Document segment:
::::::::::

The tattoo studios of Roman Road
The art of the tattoo is an ancient one, and as embedded into East End culture as ink in skin. Roman Road’s tattoo studios offer a microcosm of East London’s blends between old school tattooing styles and fresh new techniques.
In the wake of a brand new tattoo studio opening on the road, we round up the local parlours where you can get the tightest tats. From classic portraits to dot-work to traditional Japanese styles, the tattoo studios on Roman Road can cater to anyone’s unique inky needs. After all, it is permanent.
Pride has been on Roman Road for 16 years, 10 of those in its special spot between Denningtons and Snap. A favourite with locals, Pride has built up personal relationships as well as welcoming people from afar.
Pride has two tattoo artists, Tracy and Jay. Jay has been a resident of the shop for about five years and came from a background in graffiti and illustration. He specialises in fresh, modern, quirky designs, like splatters and the more avant guarde styles in the tattoo scene.
Tracy is the owner and boss of the shop. Her style is classic, and though she’s capable of just about anything, she’s especially good for reworks, cover-ups, full portraits and wildlife. Customers have returned again and again for Tracy’s skill in classical, old-school tattoo style.
Shen is the resident piercer, and she has become a favourite for her skill with the needle especially with quick piercings for babies. As a Muslim herself, she is also a favourite among local Muslim women.
Pride is a godparent to the local inked and pierced community, both for the years of experience as a studio on Roman Road, and also as a place to hang out and chat on their comfy sofas.
Recently, Pride began a charitable program for those recovering from cancer or with alopecia: one Tuesday every month, they will tattoo areolas and microblade-style permanent eyebrows for free.
Dharma opened four years ago at the hand of Yeshe, a Tibetan Buddhist with a speciality in large scale traditional Japanese style tattoos. Since then, it has grown into an international hub for world-famous tattoo artists, tattoo connoisseurs from around the globe, and of course, East Enders.
Dharma hosts a number of guest artists, as well as up to nine resident artists who seem as comfortable together as a happy family. The walls are covered with flash pieces and designs old and new, and it seems clear that self-proclaimed tattoo geeks travelling from other continents would feel in awe when they step inside.

::::::::::

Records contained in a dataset

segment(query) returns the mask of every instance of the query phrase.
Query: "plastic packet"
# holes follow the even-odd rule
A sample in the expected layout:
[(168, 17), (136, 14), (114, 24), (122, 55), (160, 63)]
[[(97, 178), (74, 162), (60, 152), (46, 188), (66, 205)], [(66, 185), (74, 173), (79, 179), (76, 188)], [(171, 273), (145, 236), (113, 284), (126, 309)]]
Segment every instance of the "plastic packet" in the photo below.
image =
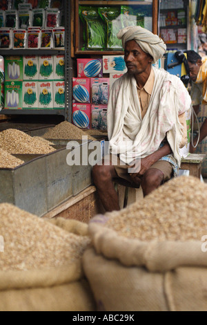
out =
[(26, 48), (27, 31), (25, 29), (14, 30), (13, 39), (13, 48)]
[(28, 29), (32, 24), (32, 12), (27, 10), (18, 10), (19, 28)]
[(12, 0), (1, 0), (0, 1), (0, 10), (10, 10), (12, 9)]
[(5, 12), (0, 10), (0, 28), (5, 26)]
[(45, 26), (45, 10), (34, 9), (32, 10), (32, 26), (43, 28)]
[(5, 26), (10, 28), (17, 28), (18, 17), (17, 10), (6, 10), (5, 12)]
[(63, 49), (65, 47), (65, 28), (53, 28), (54, 48)]
[(24, 0), (12, 0), (12, 9), (17, 10), (19, 9), (19, 5), (23, 3)]
[(58, 9), (47, 9), (46, 12), (46, 27), (59, 27), (60, 23), (60, 11)]
[(42, 29), (41, 31), (40, 48), (53, 48), (53, 33), (52, 28)]
[(80, 6), (79, 14), (84, 24), (85, 49), (104, 49), (106, 43), (106, 33), (104, 23), (98, 12), (98, 8)]
[(99, 14), (105, 21), (107, 35), (107, 48), (123, 50), (121, 39), (117, 37), (121, 29), (120, 7), (100, 7)]
[(11, 28), (0, 28), (0, 48), (12, 48), (12, 30)]
[(38, 49), (40, 48), (40, 35), (41, 30), (39, 29), (28, 31), (28, 48)]

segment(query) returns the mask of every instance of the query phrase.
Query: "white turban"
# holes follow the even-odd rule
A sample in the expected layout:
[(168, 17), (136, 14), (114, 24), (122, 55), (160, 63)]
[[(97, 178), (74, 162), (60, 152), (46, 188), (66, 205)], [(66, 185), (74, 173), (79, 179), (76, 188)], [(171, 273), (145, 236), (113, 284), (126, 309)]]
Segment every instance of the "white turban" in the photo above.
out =
[(163, 57), (166, 50), (166, 45), (159, 36), (141, 26), (126, 27), (117, 34), (119, 39), (122, 40), (122, 46), (128, 41), (134, 39), (146, 53), (153, 57), (152, 64)]

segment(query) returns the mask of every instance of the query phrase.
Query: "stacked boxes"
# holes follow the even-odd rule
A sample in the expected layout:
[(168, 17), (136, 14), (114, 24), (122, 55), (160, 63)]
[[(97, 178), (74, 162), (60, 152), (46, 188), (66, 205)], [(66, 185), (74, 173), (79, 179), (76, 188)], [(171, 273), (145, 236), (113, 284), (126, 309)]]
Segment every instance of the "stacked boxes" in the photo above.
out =
[(64, 109), (64, 55), (5, 58), (5, 109)]

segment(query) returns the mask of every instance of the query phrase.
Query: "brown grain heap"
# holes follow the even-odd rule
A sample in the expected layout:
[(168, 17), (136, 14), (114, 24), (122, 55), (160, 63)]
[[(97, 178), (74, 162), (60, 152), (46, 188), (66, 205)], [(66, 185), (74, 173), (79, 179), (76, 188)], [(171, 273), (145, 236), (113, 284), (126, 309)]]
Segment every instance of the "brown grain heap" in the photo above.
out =
[(120, 213), (109, 214), (106, 226), (141, 241), (201, 241), (207, 234), (206, 202), (206, 184), (180, 176)]
[(15, 168), (24, 163), (24, 161), (14, 157), (0, 148), (0, 168)]
[(14, 129), (0, 132), (0, 147), (11, 154), (46, 154), (55, 151), (41, 140)]
[(43, 138), (45, 139), (82, 140), (83, 136), (88, 136), (88, 140), (96, 140), (75, 125), (64, 121), (50, 129)]
[(70, 264), (81, 259), (90, 240), (8, 203), (0, 204), (4, 240), (0, 270), (29, 270)]

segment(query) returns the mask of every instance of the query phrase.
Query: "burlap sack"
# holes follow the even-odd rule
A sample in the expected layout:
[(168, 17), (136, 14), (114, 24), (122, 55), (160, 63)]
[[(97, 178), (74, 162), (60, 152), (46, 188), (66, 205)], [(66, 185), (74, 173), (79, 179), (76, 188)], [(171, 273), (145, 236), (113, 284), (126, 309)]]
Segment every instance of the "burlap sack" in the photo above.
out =
[[(87, 232), (86, 224), (74, 220), (47, 221), (77, 234)], [(46, 270), (0, 271), (0, 311), (95, 310), (82, 260)]]
[(93, 248), (83, 254), (99, 310), (207, 310), (207, 252), (201, 242), (129, 239), (105, 227), (107, 220), (107, 214), (92, 219)]

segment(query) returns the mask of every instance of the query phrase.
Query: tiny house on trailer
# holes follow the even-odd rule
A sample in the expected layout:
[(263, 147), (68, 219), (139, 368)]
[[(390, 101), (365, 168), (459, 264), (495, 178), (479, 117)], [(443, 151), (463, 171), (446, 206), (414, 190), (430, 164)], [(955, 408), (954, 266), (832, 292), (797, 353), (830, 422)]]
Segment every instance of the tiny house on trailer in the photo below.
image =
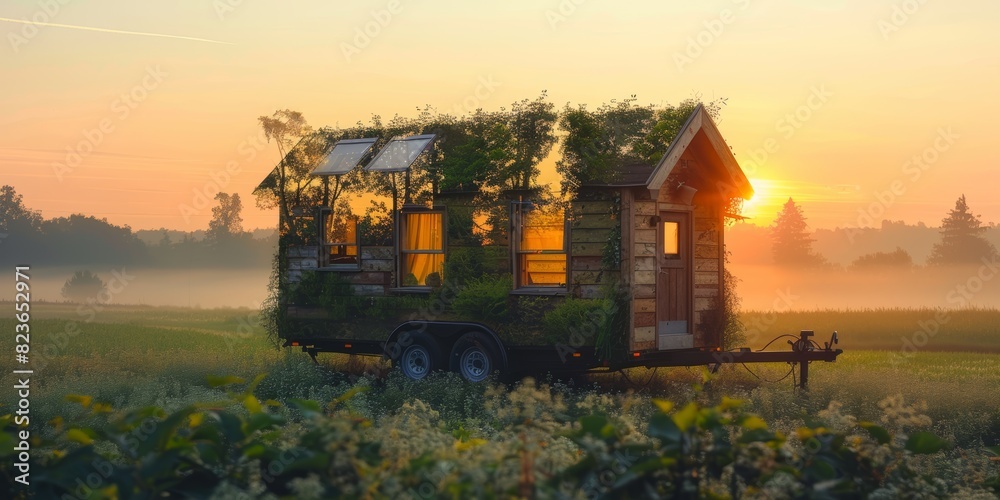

::::::::::

Work task A: Using the Roman Road tattoo studios article, state whether each statement agrees with it, quoting the deciding words: (i) Pride has been on Roman Road for 16 years; (ii) Jay owns Pride; (iii) Dharma has as many as nine resident artists.
Work task B: Continue the Roman Road tattoo studios article past its final sentence.
These items have no connection to the Roman Road tattoo studios article.

Written reply A:
(i) Yes: "Pride has been on Roman Road for 16 years"
(ii) No: "Tracy is the owner and boss of the shop."
(iii) Yes: "up to nine resident artists"

Written reply B:
But the biggest tattoo geeks are the artists themselves in Dharma. They are happiest when on either end of an ink gun, and every hour they spend not on one side of a needle they’ll be drawing. Often, even after the studio closes its doors on the market stretch of Roman Road, the crew will be scribbling away their new designs and keeping up to date on the freshest tattoo trends.
The new kid on the block, Fleshformers has only just been welcomed onto the high street. At the moment the space is as fresh as the designs on their Instagram, but studio runner Lazaros has big ideas for his parlour.
Lazaros is a piercer by trade, but has gathered a team of great tattoo artists, including his friend Dino from back home in Greece, to offer Roman Road locals and visitors an inclusive range of tattoo styles. Like Dharma, he hopes to host a guest spot, ideally almost permanently in one of the five tattooing spaces.
Fleshformers isn’t just going to be a tattoo parlour. On top of his piercing, both the basic and glitzy, Lazaros is working towards providing microblading and semi-permanent makeup in the studio. It’s all part of forming flesh in various kinds of ways.
Beyond the flesh, artists will offer their art and illustrations. If paper is too boring for you, you can bring in another item you want illustrated — so time to get those plain white trainers vamped up.
Overall, Fleshformers will have a mantra of honest quality over money-hunting. Artists won’t be charging by the hour, simply because some are faster than others, and Lazaros doesn’t want customers to worry about taking breaks in long sessions of tattooing.